[DOCUMENT SECTION]:

Composting is an ancient and sustainable method of recycling organic waste into humus, a nutrient-rich substance that enhances soil productivity and reduces the environmental impact of waste disposal. Microorganisms, including fungi and bacteria, are essential to this process, as they drive the decomposition of organic matter.

This research aimed to identify fungal and bacterial species involved in composting and optimize their roles in decomposition. Compost samples were collected from Lusófona University's composting system after six months of processing organic waste, primarily fruit peels and vegetable scraps mixed with dry plant material. Microbiological analyses, including DNA extraction, PCR amplification, and Sanger sequencing, were used to identify the microorganisms present.

The results showed that the most abundant microorganisms were filamentous fungi, with the most predominant species being Aspergillus heyangensis, Aspergillus creber, Cladosporium asperulatum, Pestalotiopsis lespedezae, and especially Penicillium brevicompactum, which was the most prevalent. These species dominate the decomposition of the complete residue and have potential applications in industry and composting. The bacterial species identified were predominantly represented by the genera Bacillus (e.g., B. halotolerans, B. subtilis, B. amyloliquefaciens, B. mojavensis), as well as species from Sphingobacterium (S. kitahiroshimense), Serratia (S. fonticola), and Pseudomonas (P. fluorescens). The collective contribution of these microorganisms to the breakdown of organic material during composting is significant.

[Stored entries]

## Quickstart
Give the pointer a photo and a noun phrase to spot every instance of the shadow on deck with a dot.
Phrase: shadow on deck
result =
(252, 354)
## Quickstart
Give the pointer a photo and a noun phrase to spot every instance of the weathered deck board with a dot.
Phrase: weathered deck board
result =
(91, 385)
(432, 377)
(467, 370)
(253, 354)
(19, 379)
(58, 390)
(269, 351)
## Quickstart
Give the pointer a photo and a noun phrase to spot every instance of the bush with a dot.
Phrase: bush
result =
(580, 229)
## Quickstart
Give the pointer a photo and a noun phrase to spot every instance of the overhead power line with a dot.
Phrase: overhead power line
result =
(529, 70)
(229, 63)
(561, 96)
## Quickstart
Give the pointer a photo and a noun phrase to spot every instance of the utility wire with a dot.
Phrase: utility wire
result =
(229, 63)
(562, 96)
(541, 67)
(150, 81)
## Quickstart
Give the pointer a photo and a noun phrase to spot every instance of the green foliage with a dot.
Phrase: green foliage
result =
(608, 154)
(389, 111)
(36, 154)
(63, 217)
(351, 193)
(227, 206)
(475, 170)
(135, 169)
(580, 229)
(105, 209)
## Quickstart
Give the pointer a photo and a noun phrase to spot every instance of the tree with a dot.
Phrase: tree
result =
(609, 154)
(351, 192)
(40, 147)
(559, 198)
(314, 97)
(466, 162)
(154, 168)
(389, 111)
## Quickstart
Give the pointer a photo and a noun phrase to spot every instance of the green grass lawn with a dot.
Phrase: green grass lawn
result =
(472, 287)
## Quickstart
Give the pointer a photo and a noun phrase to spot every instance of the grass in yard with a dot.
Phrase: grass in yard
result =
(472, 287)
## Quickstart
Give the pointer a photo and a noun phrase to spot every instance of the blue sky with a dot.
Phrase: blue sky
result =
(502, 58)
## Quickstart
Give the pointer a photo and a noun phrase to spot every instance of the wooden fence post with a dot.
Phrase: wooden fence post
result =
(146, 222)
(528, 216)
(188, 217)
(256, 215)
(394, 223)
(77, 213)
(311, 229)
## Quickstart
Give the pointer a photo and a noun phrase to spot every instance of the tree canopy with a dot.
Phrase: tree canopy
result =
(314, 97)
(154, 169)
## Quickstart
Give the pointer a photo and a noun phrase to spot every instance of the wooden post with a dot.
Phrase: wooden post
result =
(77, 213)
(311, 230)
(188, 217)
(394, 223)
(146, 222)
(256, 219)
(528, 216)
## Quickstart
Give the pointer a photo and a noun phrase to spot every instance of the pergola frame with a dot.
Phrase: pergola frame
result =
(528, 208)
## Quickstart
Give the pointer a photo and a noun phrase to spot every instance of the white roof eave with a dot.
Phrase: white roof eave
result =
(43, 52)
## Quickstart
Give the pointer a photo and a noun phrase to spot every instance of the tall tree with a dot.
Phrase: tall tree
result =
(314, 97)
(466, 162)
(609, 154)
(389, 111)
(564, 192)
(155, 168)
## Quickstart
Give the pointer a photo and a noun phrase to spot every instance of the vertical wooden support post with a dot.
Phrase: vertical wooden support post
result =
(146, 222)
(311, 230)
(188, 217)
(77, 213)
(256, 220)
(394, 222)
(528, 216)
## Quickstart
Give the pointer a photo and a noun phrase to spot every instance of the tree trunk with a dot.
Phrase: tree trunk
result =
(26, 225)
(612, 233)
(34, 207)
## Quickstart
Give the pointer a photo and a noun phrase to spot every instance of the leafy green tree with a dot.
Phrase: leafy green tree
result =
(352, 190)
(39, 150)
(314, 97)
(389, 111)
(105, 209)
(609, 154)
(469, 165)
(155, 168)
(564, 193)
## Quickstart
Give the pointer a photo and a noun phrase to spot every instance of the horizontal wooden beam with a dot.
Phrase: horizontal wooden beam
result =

[ACTIVITIES]:
(1) Duplicate the passage of the composting study summary starting with "The results showed" and going on through "composting is significant.".
(2) Finish out the next part of the composting study summary, picking up right after its final sentence.

[SOLVED PROBLEMS]:
(1)
The results showed that the most abundant microorganisms were filamentous fungi, with the most predominant species being Aspergillus heyangensis, Aspergillus creber, Cladosporium asperulatum, Pestalotiopsis lespedezae, and especially Penicillium brevicompactum, which was the most prevalent. These species dominate the decomposition of the complete residue and have potential applications in industry and composting. The bacterial species identified were predominantly represented by the genera Bacillus (e.g., B. halotolerans, B. subtilis, B. amyloliquefaciens, B. mojavensis), as well as species from Sphingobacterium (S. kitahiroshimense), Serratia (S. fonticola), and Pseudomonas (P. fluorescens). The collective contribution of these microorganisms to the breakdown of organic material during composting is significant.

(2)
This study highlights the diversity and significance of fungal and bacterial communities in composting, emphasising their potential to optimize organic waste recycling processes. Understanding the microbiota involved in composting opens avenues for developing biotechnologies, such as microbial inoculants, to enhance process efficiency and sustainability. Future research should focus on optimizing environmental conditions to support beneficial microorganisms, further advancing composting practices and producing higher-quality humus.